*Document passage:*
Dr. Saahil Jumkhawala: Absolutely. And we look forward to seeing the results. Pivoting slightly, Dr. Moller, you recently published a groundbreaking study in the Journal of American Heart Association last July discussing the different phenotypic variants of cardiogenic shock. In that paper, they were divided into clusters of non-congested or one, cardiorenal or two and cardiometabolic or three shock. How do you think that the choice of Impella versus conventional circulatory support may vary across these phenotypes and do you see these groups being stratified in the future trials?

*Data listing:*
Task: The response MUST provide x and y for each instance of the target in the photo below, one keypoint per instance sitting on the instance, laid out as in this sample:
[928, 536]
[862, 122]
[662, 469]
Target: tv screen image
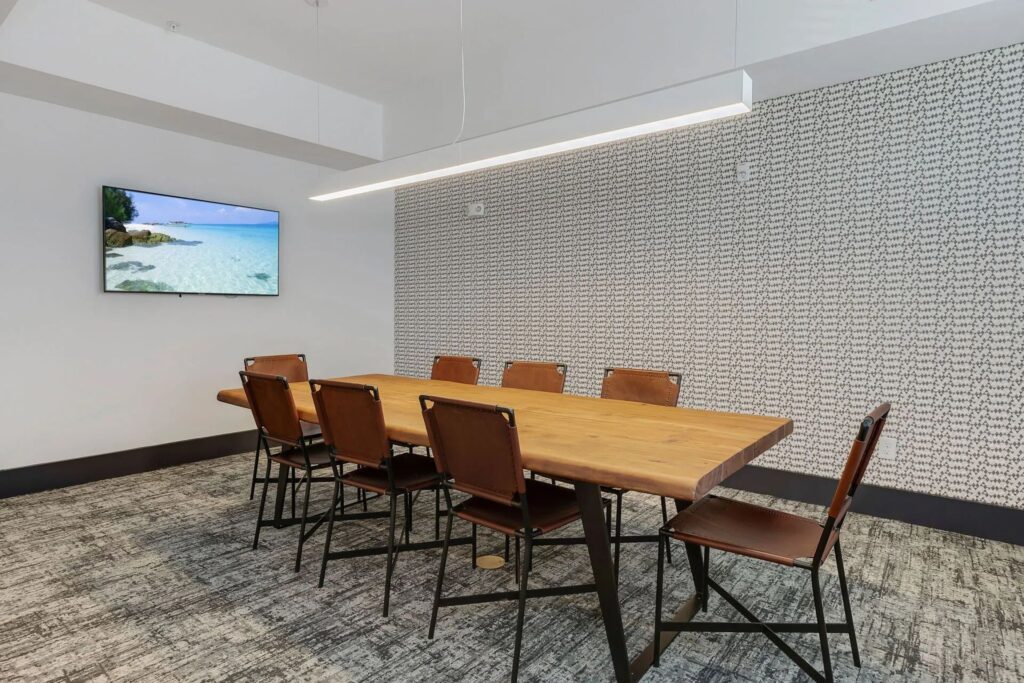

*Instructions for the task:*
Quote the interview excerpt on cardiogenic shock phenotypes between "Dr. Saahil Jumkhawala: Absolutely." and "the future trials?", inclusive.

*Response box:*
Dr. Saahil Jumkhawala: Absolutely. And we look forward to seeing the results. Pivoting slightly, Dr. Moller, you recently published a groundbreaking study in the Journal of American Heart Association last July discussing the different phenotypic variants of cardiogenic shock. In that paper, they were divided into clusters of non-congested or one, cardiorenal or two and cardiometabolic or three shock. How do you think that the choice of Impella versus conventional circulatory support may vary across these phenotypes and do you see these groups being stratified in the future trials?